Among the lines of the data, copy those that hold "lamp".
++++ INPUT
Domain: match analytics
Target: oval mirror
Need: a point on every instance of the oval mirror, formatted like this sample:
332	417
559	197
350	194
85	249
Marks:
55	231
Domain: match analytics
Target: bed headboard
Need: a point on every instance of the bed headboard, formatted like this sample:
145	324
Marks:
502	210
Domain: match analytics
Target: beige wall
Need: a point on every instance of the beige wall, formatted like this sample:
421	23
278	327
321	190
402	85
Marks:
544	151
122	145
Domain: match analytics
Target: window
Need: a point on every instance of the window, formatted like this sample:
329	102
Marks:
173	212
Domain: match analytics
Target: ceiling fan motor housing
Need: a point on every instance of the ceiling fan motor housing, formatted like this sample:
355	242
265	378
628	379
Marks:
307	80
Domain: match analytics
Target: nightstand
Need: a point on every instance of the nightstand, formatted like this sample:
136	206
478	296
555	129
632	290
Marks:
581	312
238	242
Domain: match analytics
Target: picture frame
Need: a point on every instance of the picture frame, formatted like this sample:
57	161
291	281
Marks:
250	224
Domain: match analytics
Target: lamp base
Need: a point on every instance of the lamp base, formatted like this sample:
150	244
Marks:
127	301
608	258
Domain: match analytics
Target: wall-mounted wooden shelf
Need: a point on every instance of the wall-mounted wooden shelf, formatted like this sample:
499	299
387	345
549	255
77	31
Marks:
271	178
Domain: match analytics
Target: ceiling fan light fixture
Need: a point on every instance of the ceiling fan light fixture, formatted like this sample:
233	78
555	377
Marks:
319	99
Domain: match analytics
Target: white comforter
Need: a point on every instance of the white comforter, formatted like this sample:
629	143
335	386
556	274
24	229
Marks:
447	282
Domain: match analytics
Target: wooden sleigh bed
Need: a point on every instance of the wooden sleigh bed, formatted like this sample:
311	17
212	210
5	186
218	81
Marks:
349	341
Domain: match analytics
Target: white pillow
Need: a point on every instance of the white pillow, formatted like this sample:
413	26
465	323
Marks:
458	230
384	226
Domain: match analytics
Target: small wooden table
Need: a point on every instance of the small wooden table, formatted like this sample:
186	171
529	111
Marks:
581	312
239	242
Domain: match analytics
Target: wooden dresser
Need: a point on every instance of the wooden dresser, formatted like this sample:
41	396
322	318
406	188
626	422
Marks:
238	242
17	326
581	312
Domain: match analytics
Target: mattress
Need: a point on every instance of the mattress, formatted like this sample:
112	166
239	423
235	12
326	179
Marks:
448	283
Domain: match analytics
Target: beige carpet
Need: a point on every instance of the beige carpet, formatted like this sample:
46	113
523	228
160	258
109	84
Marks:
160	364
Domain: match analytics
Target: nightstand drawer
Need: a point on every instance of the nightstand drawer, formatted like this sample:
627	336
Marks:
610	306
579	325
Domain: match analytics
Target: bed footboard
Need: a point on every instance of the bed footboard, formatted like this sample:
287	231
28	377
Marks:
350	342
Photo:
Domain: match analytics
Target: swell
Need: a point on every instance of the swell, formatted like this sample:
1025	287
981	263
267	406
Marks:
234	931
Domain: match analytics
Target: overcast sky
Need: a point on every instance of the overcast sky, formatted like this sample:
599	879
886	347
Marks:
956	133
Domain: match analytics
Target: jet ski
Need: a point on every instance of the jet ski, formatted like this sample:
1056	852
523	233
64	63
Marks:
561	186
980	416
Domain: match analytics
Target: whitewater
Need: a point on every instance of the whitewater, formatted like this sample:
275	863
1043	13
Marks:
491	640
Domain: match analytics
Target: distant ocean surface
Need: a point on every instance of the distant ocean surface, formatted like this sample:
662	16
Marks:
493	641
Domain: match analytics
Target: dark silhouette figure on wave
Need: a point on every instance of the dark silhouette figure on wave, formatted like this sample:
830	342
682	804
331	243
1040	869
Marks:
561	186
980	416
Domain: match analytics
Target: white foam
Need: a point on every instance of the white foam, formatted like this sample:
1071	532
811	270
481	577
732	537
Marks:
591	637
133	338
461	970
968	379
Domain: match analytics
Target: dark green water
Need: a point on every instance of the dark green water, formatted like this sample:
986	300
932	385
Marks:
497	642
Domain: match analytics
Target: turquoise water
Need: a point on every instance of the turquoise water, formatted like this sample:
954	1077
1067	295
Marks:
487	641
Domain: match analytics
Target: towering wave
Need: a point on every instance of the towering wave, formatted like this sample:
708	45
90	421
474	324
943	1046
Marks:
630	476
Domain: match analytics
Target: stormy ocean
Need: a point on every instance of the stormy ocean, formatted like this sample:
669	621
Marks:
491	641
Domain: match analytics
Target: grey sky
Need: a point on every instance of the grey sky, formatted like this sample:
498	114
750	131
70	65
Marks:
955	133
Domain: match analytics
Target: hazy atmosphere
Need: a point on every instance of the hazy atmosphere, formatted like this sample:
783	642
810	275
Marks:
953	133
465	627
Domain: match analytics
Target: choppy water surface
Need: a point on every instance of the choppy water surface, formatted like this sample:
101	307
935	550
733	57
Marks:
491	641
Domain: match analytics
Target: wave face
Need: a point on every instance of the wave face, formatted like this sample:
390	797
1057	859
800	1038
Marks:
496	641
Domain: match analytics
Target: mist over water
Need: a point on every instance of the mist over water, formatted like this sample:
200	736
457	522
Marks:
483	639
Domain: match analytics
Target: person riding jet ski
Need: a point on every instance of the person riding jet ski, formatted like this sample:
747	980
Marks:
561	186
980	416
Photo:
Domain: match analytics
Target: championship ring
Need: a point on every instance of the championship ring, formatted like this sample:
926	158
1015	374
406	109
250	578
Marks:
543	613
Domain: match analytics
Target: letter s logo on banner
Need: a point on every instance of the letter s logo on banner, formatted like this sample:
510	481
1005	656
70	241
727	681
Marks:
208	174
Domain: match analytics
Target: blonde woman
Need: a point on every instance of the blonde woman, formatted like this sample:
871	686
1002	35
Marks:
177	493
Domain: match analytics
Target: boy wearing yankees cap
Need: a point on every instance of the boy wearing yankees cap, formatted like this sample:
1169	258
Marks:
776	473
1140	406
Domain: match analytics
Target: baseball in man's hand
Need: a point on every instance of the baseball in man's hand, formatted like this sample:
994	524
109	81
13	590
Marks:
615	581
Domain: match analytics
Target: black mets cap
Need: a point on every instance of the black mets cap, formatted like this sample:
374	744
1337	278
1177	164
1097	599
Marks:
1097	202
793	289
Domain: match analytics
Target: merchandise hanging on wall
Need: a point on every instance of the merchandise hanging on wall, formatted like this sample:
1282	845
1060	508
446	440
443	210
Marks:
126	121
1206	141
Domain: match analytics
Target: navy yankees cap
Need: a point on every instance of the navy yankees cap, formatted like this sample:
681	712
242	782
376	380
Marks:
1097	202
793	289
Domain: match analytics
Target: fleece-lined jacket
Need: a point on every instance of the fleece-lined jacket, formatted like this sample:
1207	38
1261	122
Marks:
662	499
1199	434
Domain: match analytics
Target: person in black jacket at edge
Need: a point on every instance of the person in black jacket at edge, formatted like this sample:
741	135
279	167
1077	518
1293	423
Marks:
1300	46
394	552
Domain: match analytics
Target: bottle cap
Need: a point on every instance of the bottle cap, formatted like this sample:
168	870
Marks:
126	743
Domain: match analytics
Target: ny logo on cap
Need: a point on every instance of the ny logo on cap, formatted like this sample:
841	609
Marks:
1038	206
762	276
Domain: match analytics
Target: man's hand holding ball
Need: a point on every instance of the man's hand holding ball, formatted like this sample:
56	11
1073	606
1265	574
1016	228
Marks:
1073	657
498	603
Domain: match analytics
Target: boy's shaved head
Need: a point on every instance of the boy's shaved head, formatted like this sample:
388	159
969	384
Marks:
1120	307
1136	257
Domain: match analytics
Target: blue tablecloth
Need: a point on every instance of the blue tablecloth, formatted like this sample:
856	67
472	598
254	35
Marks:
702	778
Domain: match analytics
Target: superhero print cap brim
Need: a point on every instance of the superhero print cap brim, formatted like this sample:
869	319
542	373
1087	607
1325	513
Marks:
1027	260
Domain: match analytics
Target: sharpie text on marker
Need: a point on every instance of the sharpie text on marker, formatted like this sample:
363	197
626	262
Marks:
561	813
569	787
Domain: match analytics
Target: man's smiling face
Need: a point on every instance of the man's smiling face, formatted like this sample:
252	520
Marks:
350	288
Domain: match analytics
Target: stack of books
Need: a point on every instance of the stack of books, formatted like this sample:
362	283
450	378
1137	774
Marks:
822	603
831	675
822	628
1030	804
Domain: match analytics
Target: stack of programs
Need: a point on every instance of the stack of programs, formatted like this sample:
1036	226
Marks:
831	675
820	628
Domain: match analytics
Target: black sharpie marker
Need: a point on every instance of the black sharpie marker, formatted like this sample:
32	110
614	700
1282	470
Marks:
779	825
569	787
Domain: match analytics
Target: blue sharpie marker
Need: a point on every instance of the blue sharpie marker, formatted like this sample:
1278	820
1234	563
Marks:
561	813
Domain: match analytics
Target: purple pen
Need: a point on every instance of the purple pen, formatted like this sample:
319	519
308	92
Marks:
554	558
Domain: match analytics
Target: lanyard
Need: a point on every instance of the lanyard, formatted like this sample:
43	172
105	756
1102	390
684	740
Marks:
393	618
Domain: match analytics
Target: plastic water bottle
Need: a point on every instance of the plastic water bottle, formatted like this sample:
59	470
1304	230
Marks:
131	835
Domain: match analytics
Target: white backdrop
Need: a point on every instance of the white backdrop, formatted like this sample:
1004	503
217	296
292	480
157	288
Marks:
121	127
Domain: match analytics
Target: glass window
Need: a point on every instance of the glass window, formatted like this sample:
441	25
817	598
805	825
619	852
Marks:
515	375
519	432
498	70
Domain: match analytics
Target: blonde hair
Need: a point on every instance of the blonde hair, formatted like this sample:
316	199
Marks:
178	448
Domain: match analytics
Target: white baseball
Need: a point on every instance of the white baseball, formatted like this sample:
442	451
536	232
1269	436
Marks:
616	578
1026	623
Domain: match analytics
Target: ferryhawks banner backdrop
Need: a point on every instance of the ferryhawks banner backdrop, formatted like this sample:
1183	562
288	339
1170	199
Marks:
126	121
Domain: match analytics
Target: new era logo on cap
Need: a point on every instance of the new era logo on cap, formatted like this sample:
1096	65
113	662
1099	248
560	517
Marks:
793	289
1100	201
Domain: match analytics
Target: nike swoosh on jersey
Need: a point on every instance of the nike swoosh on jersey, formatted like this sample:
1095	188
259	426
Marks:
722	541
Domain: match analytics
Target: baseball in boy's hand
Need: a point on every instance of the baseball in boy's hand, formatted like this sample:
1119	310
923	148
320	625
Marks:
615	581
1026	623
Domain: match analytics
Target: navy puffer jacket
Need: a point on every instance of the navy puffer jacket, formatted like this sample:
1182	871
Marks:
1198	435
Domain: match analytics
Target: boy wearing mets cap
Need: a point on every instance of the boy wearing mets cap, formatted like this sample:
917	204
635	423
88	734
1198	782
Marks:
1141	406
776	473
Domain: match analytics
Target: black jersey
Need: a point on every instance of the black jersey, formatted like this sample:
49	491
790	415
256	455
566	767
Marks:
++++++++
(RESPONSE):
Target: lamp base
Need: a point on every instance of the lamp base, formatted like this sample:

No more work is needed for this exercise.